Task directions: Reprint the entries without altering anything.

Records provided:
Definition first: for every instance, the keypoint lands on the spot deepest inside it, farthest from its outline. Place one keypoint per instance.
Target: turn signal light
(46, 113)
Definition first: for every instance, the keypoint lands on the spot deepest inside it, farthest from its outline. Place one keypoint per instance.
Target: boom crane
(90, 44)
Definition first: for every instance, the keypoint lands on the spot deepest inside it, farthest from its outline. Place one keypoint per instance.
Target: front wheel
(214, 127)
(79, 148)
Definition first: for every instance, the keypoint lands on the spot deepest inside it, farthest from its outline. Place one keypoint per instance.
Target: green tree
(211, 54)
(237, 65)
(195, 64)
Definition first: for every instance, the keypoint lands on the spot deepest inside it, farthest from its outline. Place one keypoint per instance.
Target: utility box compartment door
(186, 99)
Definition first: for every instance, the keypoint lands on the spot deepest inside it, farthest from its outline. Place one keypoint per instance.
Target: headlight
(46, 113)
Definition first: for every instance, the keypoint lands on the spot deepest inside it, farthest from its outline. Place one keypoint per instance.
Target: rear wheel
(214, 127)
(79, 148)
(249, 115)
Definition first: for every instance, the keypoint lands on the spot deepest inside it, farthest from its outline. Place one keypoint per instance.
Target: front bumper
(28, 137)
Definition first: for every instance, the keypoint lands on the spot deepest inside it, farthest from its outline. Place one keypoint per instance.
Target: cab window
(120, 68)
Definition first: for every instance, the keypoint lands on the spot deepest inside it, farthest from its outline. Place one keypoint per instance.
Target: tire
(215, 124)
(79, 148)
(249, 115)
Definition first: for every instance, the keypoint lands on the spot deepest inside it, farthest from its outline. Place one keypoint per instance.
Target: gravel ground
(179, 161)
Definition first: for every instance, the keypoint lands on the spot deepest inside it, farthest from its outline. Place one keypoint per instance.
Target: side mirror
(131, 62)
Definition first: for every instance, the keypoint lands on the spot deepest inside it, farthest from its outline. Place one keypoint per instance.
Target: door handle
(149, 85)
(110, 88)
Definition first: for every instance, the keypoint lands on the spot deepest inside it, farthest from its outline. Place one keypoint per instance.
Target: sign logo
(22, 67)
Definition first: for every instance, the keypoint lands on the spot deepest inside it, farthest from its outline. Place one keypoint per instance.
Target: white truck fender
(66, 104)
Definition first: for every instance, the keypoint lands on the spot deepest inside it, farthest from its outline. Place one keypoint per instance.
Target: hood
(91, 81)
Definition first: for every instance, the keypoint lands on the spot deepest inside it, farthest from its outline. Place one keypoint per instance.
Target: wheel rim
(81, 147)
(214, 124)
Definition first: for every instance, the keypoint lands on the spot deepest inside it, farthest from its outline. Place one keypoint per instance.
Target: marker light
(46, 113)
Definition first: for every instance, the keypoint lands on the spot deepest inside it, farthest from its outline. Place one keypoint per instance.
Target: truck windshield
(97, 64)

Answer space:
Definition first: for every instance, the keypoint lands on the spot deepest inside it, farthest from its outline. Place one keypoint per instance.
Target: turn signal light
(46, 113)
Definition first: for every instance, the keypoint lands on the spot deepest inside it, farthest from its outline. Place one keypoint per instance.
Target: boom crane
(90, 44)
Definition first: for every instance, the keypoint lands on the spot deepest inside it, farthest from its outline. Place one keypoint per instance.
Target: front wheel
(214, 127)
(79, 148)
Definition first: for every instance, the keypoint lands on the spot deepest inside it, farthest from its outline. Place one keypoint per instance.
Target: green tree
(211, 54)
(237, 65)
(195, 64)
Definition first: for every instance, the keypoint lands on the spot deepest inside it, farthest from its outline. Place one keypoint per instance.
Target: utility box compartment door
(186, 99)
Definition first: for every instance, the keypoint lands on the spot deepest inside it, farthest from its outline. Place one keypoint per instance.
Target: headlight
(46, 113)
Definition first: for every instance, the keypoint lands on the spot deepest inside it, farthest from its outline. Place one keypoint per instance.
Target: rear wheel
(214, 127)
(79, 148)
(249, 115)
Definition first: for every instance, the keypoint lands on the spot deepest inside it, farthest from its outline. Place one keypoint per instance.
Target: front bumper
(28, 137)
Definition first: for every instance, the keypoint lands on the spot deepest inside it, farthest from its outline. Place one keypoint per instance.
Target: cab window
(120, 68)
Definition first: for every instance, the keypoint lands on the spot deepest inside it, farthest from its outline. Place one keypoint per instance.
Target: tire
(215, 124)
(79, 148)
(249, 115)
Definition first: for every instance, the keypoint lands on the spot deepest inside it, farthest from its outline. Place one keypoint per instance.
Target: gravel ground
(179, 161)
Definition first: for every instance, the keypoint lands on the spot deepest inside it, farthest from its outline. Place one keypoint per instance.
Target: side mirror
(131, 62)
Definition first: for every instance, the keypoint lands on the spot deepest inside it, farthest from its outline. Place one keypoint per instance.
Target: door handle
(149, 85)
(110, 88)
Definition first: for every instance, the keypoint lands on the spot deepest inside it, farthest from its outline. Place one keypoint per instance.
Target: sign logo
(22, 67)
Definition first: for every instance, the keypoint lands on the spot deepest inside it, farthest from its outline. Place one keypoint per instance.
Target: white truck fender
(66, 104)
Definition first: for every instance, the keypoint lands on the spot deepest inside it, farthest from its outline. Place one keypoint per instance.
Target: hood
(91, 81)
Definition first: for every instance, the keypoint lands on the spot deepest inside it, farthest from its outline. Place one keypoint per instance.
Target: wheel rim
(81, 147)
(214, 124)
Definition first: for every instance, the keypoint lands on the spot deepest inside it, farthest from its outline. Place one keypoint per instance.
Target: marker light
(46, 113)
Definition first: for every instance, the keypoint lands on the spot deepest inside it, farthest from its outline. Place one keypoint per instance.
Target: truck windshield
(97, 64)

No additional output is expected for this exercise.